_WORK REQUEST A_. In the Lady Leshurr interview, rewrite the stretch from "Lady Leshurr has" through "erupted is good.", replacing "bowling skills" with "bowling technique".
_WORK REQUEST B_. In the Lady Leshurr interview, list the verbs the writer offers for her career's growth after deciding that "blossomed" isn't the word.
_WORK REQUEST C_. According to the Lady Leshurr interview, how many YouTube views did "Queen's Speech 4" reach?

_GIVEN PASSAGE_.
LADY LESHURR

An interview with one of the biggest MCs in Britain about the explosive success of her freestyles, and her new project Unstable.

"Are you any good at this then?" I ask Lady Leshurr. We're upstairs at Rowan's, a ten pin bowling alley in North London that has become an local institution for late nights, pints, karaoke, arcade games, and the joyful experience of clattering strikes and spares against your mates after work on a Friday. It's early afternoon, so the place is empty. "I'm trash," she laughs. "I've only been to a bowling alley three times max in my whole life, and I've never had a strike before... I've seen a lot of gutter though."

Lady Leshurr has a good excuse for poor bowling skills. In the last two years she's been exerting the mass of her cognitive energy and brain power, like some sort of grime and rap demigod, into her music career. It has blossomed. In fact, blossomed isn't the word. Flowers can't do what she's done. She's mushroomed, exploded, boomed, erupted. Yeah, erupted is good.

The Queen's Speech was a series of freestyles she began in 2015. She'd already released parts one, two and three to the joy of her fans. Then, one morning while scanning Twitter, she received a fairly standard Tweet from a hater, telling her she was "trash" and "ugly". It was only 8am. "You probably haven't even wiped the crust from your eyes or brushed your teeth" she responded. "That's good," she thought, "I'm gonna use that in a chorus."

 “Without 'Queen's Speech 4' my mum wouldn't have a house.”

That line became the main hook of "Queen's Speech 4", the song that went on to reach 50 million YouTube views and become the biggest hit of her career. It was even used by Samsung for a commercial during the world's biggest television event: the Super Bowl. The freestyle series has continued ever since, and last October she put out Queen's Speech 7.

"What did that freestyle series do for you?" I ask.

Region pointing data
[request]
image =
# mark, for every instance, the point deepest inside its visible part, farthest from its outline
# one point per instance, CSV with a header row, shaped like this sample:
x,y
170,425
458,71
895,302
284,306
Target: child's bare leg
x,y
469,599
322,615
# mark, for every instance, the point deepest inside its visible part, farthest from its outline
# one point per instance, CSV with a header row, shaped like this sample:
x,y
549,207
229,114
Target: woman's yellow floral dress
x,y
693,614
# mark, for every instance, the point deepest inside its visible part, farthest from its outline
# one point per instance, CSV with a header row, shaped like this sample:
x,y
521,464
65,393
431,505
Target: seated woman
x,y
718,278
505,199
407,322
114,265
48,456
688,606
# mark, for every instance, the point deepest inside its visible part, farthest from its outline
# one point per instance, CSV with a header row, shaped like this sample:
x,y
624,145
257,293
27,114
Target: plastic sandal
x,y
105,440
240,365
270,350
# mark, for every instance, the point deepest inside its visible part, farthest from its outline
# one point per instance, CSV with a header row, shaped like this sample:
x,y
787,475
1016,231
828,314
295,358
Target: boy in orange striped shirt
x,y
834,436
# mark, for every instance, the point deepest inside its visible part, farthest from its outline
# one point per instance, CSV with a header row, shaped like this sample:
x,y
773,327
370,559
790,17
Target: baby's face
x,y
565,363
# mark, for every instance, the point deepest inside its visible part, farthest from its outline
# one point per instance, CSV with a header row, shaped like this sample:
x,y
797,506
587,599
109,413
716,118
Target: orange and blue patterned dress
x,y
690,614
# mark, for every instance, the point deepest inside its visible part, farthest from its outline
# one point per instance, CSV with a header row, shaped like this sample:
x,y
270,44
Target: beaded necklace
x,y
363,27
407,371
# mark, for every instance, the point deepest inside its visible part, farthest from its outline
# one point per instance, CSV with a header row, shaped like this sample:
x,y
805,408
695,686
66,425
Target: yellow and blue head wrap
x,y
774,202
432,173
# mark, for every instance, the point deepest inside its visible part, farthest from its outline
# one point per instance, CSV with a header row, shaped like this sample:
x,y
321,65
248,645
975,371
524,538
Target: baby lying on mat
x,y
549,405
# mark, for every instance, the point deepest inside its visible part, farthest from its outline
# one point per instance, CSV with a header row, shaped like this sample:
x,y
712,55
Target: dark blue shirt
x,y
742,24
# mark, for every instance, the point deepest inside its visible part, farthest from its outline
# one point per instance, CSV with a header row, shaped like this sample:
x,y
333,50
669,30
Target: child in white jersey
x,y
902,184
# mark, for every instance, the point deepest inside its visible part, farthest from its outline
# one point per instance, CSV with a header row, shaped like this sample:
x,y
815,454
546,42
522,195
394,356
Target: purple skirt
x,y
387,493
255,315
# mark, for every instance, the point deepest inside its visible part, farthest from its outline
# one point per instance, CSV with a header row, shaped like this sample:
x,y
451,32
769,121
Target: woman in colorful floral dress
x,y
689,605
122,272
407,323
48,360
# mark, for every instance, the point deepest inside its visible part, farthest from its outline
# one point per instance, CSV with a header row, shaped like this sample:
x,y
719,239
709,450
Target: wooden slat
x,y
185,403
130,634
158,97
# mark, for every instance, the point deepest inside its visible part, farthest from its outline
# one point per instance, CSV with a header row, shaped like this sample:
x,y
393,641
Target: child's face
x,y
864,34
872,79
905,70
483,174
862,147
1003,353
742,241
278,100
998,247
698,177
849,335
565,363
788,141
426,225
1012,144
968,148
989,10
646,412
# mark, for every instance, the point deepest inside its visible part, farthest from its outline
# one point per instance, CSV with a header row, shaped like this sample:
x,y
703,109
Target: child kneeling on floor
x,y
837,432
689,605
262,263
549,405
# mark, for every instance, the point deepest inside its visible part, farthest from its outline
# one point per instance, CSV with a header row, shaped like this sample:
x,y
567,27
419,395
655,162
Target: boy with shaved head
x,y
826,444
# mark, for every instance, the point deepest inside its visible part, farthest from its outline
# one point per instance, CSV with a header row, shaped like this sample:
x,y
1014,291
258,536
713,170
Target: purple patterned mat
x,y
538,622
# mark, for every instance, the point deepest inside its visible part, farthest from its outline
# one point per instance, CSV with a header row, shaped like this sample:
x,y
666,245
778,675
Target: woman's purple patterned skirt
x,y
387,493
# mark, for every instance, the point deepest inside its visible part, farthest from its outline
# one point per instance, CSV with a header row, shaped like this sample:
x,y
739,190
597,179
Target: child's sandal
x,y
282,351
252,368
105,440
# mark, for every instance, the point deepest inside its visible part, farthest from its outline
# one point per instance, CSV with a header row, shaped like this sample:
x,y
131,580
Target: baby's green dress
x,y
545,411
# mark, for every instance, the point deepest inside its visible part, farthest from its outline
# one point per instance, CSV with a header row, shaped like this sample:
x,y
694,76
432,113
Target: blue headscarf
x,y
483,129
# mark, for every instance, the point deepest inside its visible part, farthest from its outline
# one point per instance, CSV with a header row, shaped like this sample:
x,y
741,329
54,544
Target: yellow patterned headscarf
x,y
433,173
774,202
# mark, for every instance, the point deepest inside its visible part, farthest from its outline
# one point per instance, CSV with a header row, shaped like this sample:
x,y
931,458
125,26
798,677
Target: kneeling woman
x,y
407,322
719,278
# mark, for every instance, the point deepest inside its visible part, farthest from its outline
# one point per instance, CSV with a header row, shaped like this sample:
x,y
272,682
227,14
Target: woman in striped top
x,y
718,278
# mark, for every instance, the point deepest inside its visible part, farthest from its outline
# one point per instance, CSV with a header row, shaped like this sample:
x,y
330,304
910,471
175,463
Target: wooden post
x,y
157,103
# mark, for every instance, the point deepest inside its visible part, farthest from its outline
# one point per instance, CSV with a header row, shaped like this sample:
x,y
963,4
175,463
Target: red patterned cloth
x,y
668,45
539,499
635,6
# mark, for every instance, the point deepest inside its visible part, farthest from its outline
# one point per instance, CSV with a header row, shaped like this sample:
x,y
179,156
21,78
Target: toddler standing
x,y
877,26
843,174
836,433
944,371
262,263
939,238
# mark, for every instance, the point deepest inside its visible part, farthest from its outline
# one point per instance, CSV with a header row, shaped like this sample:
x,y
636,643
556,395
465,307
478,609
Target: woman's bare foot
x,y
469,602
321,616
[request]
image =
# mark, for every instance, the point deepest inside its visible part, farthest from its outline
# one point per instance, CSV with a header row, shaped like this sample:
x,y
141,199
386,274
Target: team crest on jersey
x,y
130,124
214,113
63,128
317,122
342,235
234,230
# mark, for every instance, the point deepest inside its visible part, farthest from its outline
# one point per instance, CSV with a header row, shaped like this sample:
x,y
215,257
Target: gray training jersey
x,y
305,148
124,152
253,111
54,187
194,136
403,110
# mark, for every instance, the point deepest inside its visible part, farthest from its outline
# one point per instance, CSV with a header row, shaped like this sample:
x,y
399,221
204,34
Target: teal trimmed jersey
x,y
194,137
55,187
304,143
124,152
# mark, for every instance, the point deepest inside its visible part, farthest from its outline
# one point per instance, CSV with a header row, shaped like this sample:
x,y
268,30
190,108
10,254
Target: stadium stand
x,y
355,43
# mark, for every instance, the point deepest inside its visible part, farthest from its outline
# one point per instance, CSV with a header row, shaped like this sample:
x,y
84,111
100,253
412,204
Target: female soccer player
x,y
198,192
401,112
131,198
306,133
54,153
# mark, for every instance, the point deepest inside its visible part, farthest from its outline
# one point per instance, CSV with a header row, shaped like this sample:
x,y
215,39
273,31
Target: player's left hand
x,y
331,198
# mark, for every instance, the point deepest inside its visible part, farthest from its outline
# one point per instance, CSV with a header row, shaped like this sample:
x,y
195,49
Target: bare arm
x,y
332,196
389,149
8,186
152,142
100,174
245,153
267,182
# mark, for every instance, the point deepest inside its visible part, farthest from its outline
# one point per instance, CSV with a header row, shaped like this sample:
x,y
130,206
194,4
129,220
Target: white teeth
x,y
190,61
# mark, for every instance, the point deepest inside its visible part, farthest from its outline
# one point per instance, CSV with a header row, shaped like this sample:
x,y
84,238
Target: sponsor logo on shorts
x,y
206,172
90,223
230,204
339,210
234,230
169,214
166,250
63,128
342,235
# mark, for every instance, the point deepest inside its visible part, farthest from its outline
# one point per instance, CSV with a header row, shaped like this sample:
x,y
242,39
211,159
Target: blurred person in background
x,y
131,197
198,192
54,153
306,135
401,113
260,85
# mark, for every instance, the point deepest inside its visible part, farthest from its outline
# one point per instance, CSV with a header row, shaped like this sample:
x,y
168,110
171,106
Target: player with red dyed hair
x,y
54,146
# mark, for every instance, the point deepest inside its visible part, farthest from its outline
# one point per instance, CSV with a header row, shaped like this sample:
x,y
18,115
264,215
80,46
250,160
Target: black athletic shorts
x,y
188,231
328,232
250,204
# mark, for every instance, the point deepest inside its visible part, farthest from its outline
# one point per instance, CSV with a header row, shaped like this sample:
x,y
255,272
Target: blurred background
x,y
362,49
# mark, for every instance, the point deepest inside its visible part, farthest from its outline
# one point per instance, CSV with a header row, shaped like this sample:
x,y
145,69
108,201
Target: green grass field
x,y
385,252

_RESPONSE BOX A_.
Lady Leshurr has a good excuse for poor bowling technique. In the last two years she's been exerting the mass of her cognitive energy and brain power, like some sort of grime and rap demigod, into her music career. It has blossomed. In fact, blossomed isn't the word. Flowers can't do what she's done. She's mushroomed, exploded, boomed, erupted. Yeah, erupted is good.

_RESPONSE BOX B_. mushroomed, exploded, boomed, erupted

_RESPONSE BOX C_. 50 million